* [Problem 1] In the MLIR patch excerpt, which kind of reduction does the new `vector.multi_reduction` distribution pattern currently support?
* [Problem 2] List every variable declared inside the body of `matchAndRewrite` in the MLIR patch excerpt.
[[ Supplied text open ]]
[Mlir-commits] [mlir] [mlir][vector] Add support for `vector.multi_reduction` and `vector.shape_cast` distribution. (PR #154438)

Thu Aug 28 15:16:26 PDT 2025

================
@@ -1996,6 +2027,134 @@ struct WarpOpReduction : public WarpDistributionPattern {
   DistributedReductionFn distributedReductionFn;
 };
 
+// This patterns distribute the `vector.multi_reduction` operation across
+// lanes in a warp. Currently only 2D to 1D reductions are supported and assumes
+// that source vector is distributed in column dimension (i.e. Each lane owns
+// complete column(s) of the source vector).
+// TODO: Add support for the case where source rows are distributed across
+// lanes. Requires `DistributionMapFn` to express the data distribution.
+struct WarpOpMultiReduction : public WarpDistributionPattern {
+  using Base::Base;
+  LogicalResult matchAndRewrite(WarpExecuteOnLane0Op warpOp,
+                                PatternRewriter &rewriter) const override {
+    OpOperand *yieldOperand =
+        getWarpResult(warpOp, llvm::IsaPred<vector::MultiDimReductionOp>);
+    if (!yieldOperand)
+      return failure();
+    auto reductionOp =
+        cast<vector::MultiDimReductionOp>(yieldOperand->get().getDefiningOp());
+    unsigned operandNumber = yieldOperand->getOperandNumber();
+    VectorType sourceType = reductionOp.getSourceVectorType();
+
+    // Only 2D vectors are supported.
+    if (sourceType.getRank() != 2)
+      return rewriter.notifyMatchFailure(warpOp,
+                                         "Only 2D reductions are supported.");
+    ArrayRef<int64_t> reductionDims = reductionOp.getReductionDims();
+    // Only 1 reduction dimension supported. This also ensures that result is
+    // also vector type.
[[ Supplied text closed ]]
[[ Data listing open ]]
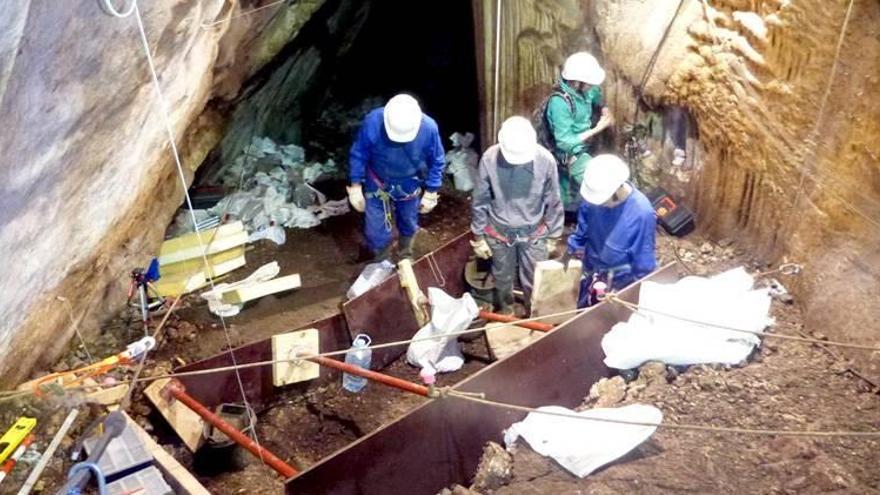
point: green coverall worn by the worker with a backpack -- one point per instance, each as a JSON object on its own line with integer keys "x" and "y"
{"x": 565, "y": 126}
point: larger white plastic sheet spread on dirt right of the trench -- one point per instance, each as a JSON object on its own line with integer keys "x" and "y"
{"x": 727, "y": 299}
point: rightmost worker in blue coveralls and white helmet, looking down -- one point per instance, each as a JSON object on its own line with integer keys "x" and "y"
{"x": 615, "y": 229}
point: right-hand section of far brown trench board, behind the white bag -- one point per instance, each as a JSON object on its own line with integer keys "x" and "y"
{"x": 384, "y": 312}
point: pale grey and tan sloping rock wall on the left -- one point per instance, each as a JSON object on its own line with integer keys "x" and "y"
{"x": 88, "y": 182}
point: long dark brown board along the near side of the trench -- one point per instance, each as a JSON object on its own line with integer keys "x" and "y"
{"x": 440, "y": 442}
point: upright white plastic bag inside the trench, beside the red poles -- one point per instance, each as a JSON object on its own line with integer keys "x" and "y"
{"x": 448, "y": 315}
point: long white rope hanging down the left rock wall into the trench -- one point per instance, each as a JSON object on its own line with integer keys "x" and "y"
{"x": 163, "y": 107}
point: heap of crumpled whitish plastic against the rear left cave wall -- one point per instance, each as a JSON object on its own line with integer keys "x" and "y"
{"x": 277, "y": 189}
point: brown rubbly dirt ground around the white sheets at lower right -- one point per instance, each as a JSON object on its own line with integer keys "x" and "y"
{"x": 786, "y": 386}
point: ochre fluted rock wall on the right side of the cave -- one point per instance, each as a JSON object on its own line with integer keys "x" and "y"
{"x": 752, "y": 73}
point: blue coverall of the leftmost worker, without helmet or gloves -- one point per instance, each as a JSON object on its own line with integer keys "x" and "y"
{"x": 393, "y": 176}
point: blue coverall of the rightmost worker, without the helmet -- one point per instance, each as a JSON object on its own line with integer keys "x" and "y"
{"x": 618, "y": 238}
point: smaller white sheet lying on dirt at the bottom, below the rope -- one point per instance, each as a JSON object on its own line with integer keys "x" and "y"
{"x": 582, "y": 446}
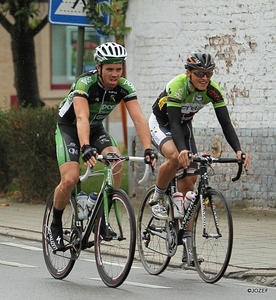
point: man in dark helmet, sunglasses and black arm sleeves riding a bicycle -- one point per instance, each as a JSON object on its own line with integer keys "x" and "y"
{"x": 171, "y": 123}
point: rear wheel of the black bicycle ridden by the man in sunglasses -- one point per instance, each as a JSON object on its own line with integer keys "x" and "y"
{"x": 151, "y": 239}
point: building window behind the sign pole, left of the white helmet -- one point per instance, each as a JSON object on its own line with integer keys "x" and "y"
{"x": 64, "y": 53}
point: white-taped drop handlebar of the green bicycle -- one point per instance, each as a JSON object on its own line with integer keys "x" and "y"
{"x": 114, "y": 157}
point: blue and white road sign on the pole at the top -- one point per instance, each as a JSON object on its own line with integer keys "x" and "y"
{"x": 71, "y": 12}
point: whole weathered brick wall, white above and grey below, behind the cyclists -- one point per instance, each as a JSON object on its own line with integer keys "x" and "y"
{"x": 242, "y": 38}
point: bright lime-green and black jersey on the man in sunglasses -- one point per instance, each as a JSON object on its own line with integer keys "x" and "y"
{"x": 179, "y": 92}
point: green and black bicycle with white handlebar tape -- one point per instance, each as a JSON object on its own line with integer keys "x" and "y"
{"x": 113, "y": 210}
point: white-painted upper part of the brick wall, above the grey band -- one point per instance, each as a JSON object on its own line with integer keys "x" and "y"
{"x": 240, "y": 34}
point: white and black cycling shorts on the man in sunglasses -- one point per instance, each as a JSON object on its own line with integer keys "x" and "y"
{"x": 161, "y": 133}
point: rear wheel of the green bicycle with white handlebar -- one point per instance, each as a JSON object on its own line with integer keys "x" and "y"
{"x": 58, "y": 263}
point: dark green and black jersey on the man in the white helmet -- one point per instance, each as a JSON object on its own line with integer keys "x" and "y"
{"x": 101, "y": 102}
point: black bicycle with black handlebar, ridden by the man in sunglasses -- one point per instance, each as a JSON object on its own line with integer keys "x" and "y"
{"x": 212, "y": 232}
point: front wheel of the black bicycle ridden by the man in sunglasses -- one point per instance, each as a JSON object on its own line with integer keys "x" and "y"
{"x": 212, "y": 250}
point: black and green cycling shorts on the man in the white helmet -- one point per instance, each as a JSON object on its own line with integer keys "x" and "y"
{"x": 68, "y": 146}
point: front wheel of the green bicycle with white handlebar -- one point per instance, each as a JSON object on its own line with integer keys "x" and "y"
{"x": 114, "y": 254}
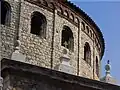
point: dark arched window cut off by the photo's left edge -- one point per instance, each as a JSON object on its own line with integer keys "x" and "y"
{"x": 5, "y": 13}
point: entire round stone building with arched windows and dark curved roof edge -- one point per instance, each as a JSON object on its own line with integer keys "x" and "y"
{"x": 45, "y": 28}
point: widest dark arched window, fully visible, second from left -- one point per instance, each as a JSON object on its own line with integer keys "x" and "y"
{"x": 38, "y": 24}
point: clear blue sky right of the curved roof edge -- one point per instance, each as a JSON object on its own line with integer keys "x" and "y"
{"x": 106, "y": 14}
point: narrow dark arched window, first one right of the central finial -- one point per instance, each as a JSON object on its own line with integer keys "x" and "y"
{"x": 87, "y": 53}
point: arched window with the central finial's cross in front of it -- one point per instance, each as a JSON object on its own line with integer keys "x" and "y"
{"x": 67, "y": 38}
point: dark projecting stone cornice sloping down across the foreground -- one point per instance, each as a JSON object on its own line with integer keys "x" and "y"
{"x": 31, "y": 70}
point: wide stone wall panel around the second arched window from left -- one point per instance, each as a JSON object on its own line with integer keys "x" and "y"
{"x": 36, "y": 49}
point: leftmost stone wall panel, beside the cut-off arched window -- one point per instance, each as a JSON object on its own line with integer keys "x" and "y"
{"x": 8, "y": 33}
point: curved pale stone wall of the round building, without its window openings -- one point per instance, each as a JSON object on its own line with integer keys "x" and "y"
{"x": 38, "y": 50}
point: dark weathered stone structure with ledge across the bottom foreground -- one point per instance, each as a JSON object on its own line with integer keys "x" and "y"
{"x": 21, "y": 76}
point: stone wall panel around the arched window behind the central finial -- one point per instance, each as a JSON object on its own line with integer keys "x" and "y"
{"x": 58, "y": 49}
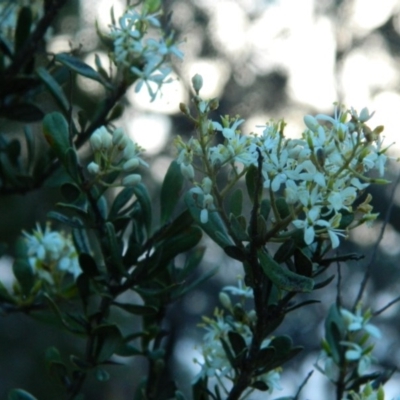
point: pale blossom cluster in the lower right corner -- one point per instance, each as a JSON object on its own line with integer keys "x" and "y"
{"x": 359, "y": 351}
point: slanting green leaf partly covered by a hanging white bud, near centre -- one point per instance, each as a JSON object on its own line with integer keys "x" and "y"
{"x": 214, "y": 225}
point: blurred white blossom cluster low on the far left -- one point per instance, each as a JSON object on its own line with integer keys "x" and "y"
{"x": 51, "y": 253}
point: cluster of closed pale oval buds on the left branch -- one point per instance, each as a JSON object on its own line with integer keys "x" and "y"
{"x": 115, "y": 152}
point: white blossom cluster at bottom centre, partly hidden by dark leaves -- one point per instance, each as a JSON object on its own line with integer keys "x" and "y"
{"x": 214, "y": 362}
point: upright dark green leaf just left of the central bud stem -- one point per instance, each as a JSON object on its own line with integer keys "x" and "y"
{"x": 171, "y": 190}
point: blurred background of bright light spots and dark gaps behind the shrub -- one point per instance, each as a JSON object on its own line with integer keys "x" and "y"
{"x": 263, "y": 59}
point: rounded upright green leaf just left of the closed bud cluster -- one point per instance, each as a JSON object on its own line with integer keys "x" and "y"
{"x": 55, "y": 130}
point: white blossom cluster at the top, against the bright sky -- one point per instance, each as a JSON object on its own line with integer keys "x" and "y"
{"x": 146, "y": 58}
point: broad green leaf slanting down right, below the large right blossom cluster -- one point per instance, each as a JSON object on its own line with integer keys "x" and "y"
{"x": 282, "y": 277}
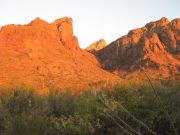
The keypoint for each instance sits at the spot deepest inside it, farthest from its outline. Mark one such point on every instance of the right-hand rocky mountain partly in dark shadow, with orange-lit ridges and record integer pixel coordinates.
(154, 48)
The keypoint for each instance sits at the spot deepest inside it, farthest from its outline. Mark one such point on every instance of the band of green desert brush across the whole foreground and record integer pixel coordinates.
(120, 112)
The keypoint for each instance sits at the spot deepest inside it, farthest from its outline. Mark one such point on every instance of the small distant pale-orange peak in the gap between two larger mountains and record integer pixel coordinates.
(96, 46)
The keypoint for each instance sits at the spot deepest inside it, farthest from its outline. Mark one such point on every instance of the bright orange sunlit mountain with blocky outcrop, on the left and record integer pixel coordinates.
(41, 55)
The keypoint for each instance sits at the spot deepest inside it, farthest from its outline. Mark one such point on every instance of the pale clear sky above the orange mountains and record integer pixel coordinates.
(92, 19)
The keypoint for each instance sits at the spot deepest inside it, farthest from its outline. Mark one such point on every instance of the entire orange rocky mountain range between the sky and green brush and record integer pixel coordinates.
(44, 56)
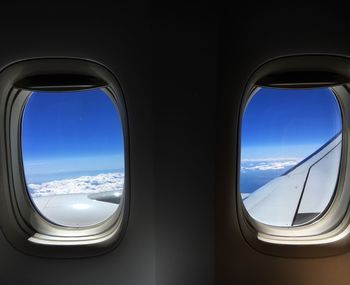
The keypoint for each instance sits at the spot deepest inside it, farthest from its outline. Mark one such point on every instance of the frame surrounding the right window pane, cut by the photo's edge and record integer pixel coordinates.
(332, 227)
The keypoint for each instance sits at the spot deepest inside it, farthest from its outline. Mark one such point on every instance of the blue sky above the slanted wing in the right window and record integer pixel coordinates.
(286, 123)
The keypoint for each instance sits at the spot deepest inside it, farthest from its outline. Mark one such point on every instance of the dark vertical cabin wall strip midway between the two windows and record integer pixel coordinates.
(185, 77)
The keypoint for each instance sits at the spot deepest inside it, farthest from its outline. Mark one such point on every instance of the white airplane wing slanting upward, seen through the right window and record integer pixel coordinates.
(302, 193)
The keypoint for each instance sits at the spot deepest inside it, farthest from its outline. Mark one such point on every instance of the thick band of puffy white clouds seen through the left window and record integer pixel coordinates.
(84, 184)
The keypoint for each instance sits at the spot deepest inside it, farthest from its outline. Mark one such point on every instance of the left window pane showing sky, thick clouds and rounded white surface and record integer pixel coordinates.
(73, 156)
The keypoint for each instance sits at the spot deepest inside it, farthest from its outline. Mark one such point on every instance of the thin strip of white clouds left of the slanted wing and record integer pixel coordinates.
(267, 164)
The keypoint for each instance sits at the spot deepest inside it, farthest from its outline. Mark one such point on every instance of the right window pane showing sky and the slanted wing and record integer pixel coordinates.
(291, 142)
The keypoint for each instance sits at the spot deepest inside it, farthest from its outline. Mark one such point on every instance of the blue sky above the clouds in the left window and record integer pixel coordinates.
(66, 132)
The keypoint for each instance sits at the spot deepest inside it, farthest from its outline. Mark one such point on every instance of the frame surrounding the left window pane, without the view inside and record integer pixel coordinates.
(22, 224)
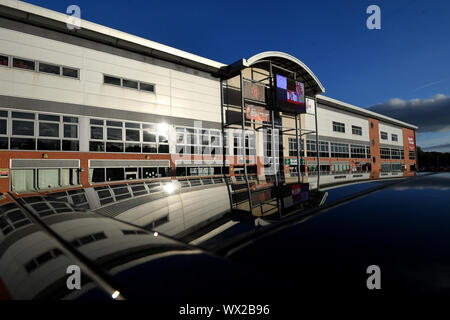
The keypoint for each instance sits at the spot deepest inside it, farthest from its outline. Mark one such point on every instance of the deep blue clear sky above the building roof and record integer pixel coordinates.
(407, 59)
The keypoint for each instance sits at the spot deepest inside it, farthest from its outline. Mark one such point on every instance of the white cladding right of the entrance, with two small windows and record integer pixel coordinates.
(325, 117)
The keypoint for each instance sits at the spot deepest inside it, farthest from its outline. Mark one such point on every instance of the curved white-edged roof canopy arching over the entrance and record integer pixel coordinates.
(285, 61)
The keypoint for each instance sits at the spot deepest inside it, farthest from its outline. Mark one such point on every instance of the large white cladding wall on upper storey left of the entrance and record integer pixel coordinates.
(177, 93)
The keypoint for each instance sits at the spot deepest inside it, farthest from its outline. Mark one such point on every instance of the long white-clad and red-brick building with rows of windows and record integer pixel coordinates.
(98, 105)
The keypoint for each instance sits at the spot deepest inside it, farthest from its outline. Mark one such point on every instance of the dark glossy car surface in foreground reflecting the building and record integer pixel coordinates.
(168, 241)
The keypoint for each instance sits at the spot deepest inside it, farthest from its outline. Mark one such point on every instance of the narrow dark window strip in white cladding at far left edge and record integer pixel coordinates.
(39, 66)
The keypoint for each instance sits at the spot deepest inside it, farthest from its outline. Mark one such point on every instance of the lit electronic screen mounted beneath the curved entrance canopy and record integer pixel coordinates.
(290, 95)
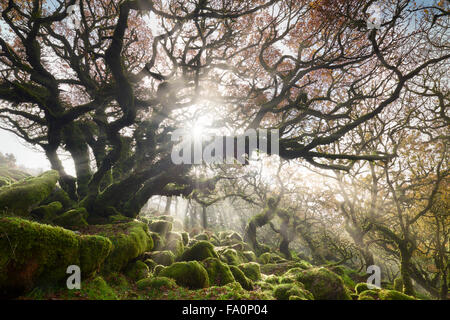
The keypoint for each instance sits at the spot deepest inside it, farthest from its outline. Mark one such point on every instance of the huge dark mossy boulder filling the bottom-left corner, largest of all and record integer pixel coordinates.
(32, 253)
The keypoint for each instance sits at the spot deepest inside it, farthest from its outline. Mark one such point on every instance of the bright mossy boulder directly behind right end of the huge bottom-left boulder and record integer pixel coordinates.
(129, 241)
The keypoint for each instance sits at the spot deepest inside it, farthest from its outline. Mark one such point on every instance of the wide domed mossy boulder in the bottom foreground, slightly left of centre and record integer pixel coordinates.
(189, 274)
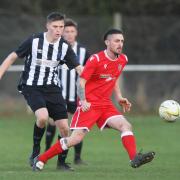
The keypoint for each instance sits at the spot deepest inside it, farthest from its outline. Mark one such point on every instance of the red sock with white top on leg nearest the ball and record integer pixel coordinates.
(129, 143)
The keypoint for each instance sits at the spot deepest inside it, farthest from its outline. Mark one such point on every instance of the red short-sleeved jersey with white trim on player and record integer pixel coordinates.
(101, 73)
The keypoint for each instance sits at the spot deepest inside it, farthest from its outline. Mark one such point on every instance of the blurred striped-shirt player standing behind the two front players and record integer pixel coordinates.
(68, 82)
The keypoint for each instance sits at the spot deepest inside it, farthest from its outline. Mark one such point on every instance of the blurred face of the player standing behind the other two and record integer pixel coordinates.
(70, 34)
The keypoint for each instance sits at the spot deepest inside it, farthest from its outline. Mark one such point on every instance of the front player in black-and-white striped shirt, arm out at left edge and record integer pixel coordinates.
(44, 53)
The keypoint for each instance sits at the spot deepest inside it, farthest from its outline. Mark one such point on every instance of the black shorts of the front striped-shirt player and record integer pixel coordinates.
(49, 97)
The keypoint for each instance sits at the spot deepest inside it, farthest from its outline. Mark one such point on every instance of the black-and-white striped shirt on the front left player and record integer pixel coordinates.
(42, 60)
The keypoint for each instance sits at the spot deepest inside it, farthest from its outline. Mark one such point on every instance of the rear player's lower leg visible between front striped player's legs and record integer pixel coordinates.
(50, 133)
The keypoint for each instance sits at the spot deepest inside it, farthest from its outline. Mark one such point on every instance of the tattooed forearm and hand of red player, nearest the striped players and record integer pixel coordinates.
(81, 83)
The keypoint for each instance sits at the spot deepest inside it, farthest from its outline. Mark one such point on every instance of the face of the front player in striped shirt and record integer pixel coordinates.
(55, 29)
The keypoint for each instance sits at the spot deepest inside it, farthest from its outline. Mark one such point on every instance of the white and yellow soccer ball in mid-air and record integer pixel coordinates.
(169, 110)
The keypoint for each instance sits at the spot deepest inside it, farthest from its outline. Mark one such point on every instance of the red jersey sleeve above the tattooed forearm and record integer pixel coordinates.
(89, 67)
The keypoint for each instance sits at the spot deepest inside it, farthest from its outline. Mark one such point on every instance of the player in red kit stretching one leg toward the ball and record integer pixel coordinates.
(98, 80)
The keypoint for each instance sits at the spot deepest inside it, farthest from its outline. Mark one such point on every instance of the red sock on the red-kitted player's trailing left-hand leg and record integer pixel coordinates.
(51, 152)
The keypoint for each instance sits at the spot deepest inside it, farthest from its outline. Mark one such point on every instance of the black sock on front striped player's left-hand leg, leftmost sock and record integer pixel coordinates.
(37, 136)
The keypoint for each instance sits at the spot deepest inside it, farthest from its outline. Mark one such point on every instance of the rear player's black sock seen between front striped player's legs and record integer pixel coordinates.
(50, 133)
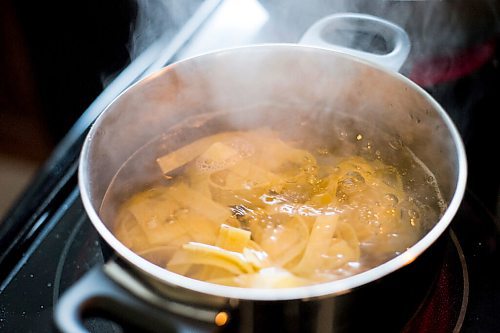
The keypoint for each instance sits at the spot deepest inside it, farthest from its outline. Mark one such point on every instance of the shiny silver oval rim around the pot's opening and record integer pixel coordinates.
(331, 288)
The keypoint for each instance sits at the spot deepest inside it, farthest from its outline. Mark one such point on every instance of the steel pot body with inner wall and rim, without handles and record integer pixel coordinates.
[[ Data listing closed ]]
* [Task result 1] 2D to 1D reductions.

* [Task result 2] yieldOperand, reductionOp, operandNumber, sourceType, reductionDims